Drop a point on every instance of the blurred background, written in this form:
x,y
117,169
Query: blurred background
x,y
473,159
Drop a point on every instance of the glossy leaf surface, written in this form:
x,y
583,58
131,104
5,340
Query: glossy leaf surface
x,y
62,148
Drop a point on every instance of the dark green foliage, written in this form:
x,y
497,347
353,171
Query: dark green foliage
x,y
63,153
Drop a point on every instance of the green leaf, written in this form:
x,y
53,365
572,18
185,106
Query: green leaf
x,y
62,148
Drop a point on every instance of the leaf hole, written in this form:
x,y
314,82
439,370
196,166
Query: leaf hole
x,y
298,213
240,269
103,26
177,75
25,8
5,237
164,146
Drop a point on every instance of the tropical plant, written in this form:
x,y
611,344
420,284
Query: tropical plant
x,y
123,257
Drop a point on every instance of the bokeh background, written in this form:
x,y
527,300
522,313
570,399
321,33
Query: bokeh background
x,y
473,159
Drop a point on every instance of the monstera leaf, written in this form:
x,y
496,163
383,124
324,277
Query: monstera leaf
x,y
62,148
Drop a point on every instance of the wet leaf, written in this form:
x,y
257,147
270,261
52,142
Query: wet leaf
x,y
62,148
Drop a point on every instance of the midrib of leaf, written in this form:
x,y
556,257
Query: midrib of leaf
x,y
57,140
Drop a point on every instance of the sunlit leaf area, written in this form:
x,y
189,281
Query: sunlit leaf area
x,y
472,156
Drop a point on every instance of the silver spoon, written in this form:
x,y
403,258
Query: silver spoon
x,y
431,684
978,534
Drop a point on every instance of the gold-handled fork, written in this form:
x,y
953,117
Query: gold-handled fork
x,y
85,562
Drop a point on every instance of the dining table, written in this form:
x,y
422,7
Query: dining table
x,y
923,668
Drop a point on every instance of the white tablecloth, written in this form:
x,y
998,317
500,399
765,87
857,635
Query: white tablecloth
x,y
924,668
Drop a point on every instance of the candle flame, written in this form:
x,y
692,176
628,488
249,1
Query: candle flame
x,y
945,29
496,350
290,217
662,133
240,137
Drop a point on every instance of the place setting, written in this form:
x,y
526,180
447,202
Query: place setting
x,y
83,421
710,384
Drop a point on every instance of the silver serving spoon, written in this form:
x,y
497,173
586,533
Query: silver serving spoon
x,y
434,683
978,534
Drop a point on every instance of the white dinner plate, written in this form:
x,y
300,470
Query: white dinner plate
○ ○ ○ ○
Give again only the lines starting at the one that contains "Drop a point on every instance of the wet" and running to the end of the data.

Drop a point on every instance of the wet leaf, written in this form:
x,y
257,147
270,261
52,142
Query: wet leaf
x,y
62,148
Drop a point on every instance of the midrib of leaf, written in this form:
x,y
556,257
Query: midrib of leaf
x,y
57,140
Drop a point on every instance of the sunlit leaf area, written in this form:
x,y
189,281
Query: sunlit leaf area
x,y
472,156
Drop a point on every instance of the silver spoon, written in this form:
x,y
403,258
Query: silver spoon
x,y
431,684
978,534
Drop a point on every instance of the gold-handled fork, written in this form:
x,y
953,117
Query: gold-handled fork
x,y
85,562
Drop a point on every instance of the dining table, written in this form:
x,y
422,7
Query: dining table
x,y
923,668
Drop a point on every instance of the white tablecloth, written in this form:
x,y
998,317
500,399
765,87
857,635
Query: white tablecloth
x,y
924,668
Drop a point on every instance of the candle flame, written in this form:
x,y
692,176
628,488
249,1
Query: candle flame
x,y
945,29
496,350
290,217
662,133
240,137
Drop a point on every instance of the place setting, written in this form:
x,y
526,180
447,202
Query: place setting
x,y
83,421
710,384
Drop a point on every instance of the silver serving spoon, written in this form:
x,y
497,173
586,533
Query: silver serving spoon
x,y
434,683
978,534
Drop a point on every instance of the white dinner plate, written in this form:
x,y
300,470
Query: white dinner plate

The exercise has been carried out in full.